### Required work
Please copy everything from the line containing "Emit one marker per instance in this form: [(244, 296)]." down to the line containing "Query: star anise seed", keeping each line unchanged.
"""
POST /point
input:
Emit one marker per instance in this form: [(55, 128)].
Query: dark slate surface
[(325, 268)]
"""
"""
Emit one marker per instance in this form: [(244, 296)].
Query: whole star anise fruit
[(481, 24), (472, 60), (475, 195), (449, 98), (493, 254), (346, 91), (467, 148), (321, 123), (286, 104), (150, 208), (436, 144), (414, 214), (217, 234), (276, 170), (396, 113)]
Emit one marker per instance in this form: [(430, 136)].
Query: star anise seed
"""
### Exercise answer
Emit one marker per instance in this form: [(244, 296)].
Query: whole star anise fruit
[(481, 24), (472, 60), (475, 195), (449, 98), (493, 254), (346, 91), (467, 148), (321, 123), (286, 104), (150, 208), (436, 144), (414, 214), (217, 234), (276, 170), (396, 113)]
Emit one marker per instance in this form: [(430, 136)].
Query: star anise seed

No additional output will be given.